** START Supplied data **
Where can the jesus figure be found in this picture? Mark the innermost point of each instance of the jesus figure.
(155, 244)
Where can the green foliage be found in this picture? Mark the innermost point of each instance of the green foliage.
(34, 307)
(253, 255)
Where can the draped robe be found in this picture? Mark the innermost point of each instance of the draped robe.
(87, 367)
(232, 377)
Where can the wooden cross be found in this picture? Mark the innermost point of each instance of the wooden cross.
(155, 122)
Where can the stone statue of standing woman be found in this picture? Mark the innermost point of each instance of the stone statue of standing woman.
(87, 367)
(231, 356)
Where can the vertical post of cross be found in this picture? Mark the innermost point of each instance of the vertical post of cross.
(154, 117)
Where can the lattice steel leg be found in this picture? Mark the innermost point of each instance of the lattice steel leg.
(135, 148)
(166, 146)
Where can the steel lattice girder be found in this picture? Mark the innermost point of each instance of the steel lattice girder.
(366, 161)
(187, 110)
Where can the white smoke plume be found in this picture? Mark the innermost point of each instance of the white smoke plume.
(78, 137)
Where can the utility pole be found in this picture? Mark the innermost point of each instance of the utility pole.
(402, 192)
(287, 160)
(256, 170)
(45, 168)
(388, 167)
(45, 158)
** END Supplied data **
** START Supplied data **
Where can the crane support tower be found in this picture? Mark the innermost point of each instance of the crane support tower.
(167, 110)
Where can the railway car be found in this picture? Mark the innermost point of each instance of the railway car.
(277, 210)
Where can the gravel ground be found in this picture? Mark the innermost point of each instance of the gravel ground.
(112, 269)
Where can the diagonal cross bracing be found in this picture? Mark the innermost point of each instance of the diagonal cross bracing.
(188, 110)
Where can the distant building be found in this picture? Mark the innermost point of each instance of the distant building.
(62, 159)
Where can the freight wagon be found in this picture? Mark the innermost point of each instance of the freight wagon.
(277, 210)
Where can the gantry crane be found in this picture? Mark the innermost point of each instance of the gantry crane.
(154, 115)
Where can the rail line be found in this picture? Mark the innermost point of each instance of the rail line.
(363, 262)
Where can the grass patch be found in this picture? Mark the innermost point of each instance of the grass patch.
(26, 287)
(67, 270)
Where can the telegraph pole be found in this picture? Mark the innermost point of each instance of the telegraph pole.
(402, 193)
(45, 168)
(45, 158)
** END Supplied data **
List each line of the material above that contains the string "lattice", matching case exactly.

▸ **Answer to the exercise**:
Where can the lattice steel leg be found in this picture? Mark the innermost point of each instance of the lattice steel leg.
Where can the steel lattice girder be found in this picture? Mark the innermost point of each instance of the steel lattice girder.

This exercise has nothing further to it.